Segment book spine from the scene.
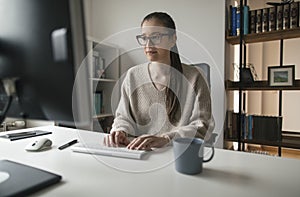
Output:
[269,6,277,31]
[248,115,253,140]
[282,4,290,29]
[256,9,262,33]
[243,5,249,35]
[262,8,270,32]
[250,10,256,34]
[236,7,241,36]
[290,2,299,28]
[230,7,237,36]
[276,5,283,30]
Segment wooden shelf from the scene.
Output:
[226,27,300,45]
[93,114,114,119]
[225,80,300,90]
[225,136,300,149]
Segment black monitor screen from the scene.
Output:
[0,0,90,129]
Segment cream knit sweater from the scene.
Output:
[111,63,214,139]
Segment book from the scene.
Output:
[249,10,256,34]
[290,2,300,28]
[243,5,249,35]
[276,5,283,30]
[256,9,262,33]
[282,4,290,29]
[268,6,277,31]
[252,115,282,142]
[94,91,103,115]
[230,6,237,36]
[236,6,241,36]
[262,8,269,32]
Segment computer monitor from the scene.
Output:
[0,0,92,128]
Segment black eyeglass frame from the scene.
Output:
[136,33,172,46]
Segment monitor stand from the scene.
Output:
[0,171,9,184]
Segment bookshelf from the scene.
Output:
[224,0,300,156]
[87,37,120,132]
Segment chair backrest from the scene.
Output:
[193,63,210,88]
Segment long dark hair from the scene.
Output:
[141,12,183,124]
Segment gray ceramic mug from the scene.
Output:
[173,138,215,174]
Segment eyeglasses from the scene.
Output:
[136,33,170,46]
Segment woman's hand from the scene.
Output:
┄┄┄┄┄┄┄┄┄┄
■ **Given problem**: Please swap "from the scene" for "in the image" in every one of the entries above, keeping everything else unchanged, and leave the pictures out of your answer.

■ **Solution for this problem**:
Segment book spine in the image.
Output:
[269,6,277,31]
[248,115,253,140]
[282,4,290,29]
[256,9,262,33]
[243,5,249,35]
[262,8,270,32]
[250,10,256,34]
[236,7,241,36]
[290,2,299,28]
[230,7,237,36]
[276,5,283,30]
Segment wooden shelf in the image.
Output:
[226,27,300,45]
[93,114,114,119]
[225,80,300,90]
[225,136,300,149]
Segment black monitor screen in the image.
Output:
[0,0,90,129]
Segment cream knit sweater in the image.
Output:
[111,63,214,139]
Segment book in the image.
Output:
[249,10,256,34]
[290,2,300,28]
[243,5,249,35]
[276,5,283,30]
[256,9,262,33]
[282,4,290,29]
[268,6,277,31]
[252,115,282,142]
[94,91,103,115]
[230,6,237,36]
[236,6,241,36]
[262,8,269,32]
Segment computer monitor in the image.
Output:
[0,0,92,128]
Segment black eyeglass frame in the image.
Output:
[136,33,172,46]
Segment monitor stand in the image.
Output:
[0,171,9,184]
Segment bookshelf in the image.
Output:
[224,0,300,156]
[87,37,120,132]
Segment chair backrest in the image.
Output:
[193,63,210,88]
Segment long dark hair in the image.
Output:
[141,12,183,124]
Segment gray ceramic mug in the image.
Output:
[173,138,215,174]
Segment eyeglasses in the image.
Output:
[136,33,170,46]
Segment woman's hand in the image.
Output:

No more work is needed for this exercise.